Task to carry out: Count the lines in the listing below that contain the word "light", and give only that number.

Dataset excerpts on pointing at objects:
==*==

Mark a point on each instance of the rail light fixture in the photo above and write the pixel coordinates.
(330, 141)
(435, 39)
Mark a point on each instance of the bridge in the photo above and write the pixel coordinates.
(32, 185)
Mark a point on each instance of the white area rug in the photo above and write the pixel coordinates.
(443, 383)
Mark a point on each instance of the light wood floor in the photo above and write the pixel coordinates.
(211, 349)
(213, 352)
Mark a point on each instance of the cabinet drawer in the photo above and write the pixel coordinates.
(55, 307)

==*==

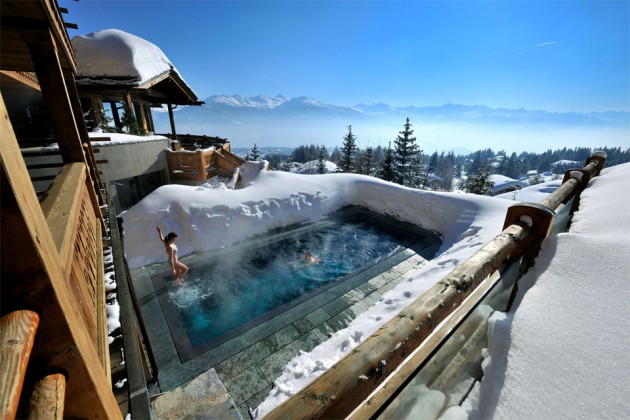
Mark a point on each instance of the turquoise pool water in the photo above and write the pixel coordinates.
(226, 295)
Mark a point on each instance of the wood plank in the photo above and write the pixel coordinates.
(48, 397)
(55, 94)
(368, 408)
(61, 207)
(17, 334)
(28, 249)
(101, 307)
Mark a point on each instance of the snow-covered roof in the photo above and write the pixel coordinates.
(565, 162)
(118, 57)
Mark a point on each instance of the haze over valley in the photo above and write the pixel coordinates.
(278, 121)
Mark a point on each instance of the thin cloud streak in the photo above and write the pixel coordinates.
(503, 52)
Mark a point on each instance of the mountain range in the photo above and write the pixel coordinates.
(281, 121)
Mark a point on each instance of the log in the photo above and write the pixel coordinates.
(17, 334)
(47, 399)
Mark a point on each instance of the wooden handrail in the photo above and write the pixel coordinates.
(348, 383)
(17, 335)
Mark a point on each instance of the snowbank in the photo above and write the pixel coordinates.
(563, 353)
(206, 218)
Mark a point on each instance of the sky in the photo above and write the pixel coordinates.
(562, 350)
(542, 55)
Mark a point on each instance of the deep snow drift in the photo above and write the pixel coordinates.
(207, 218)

==*==

Answer in full: 2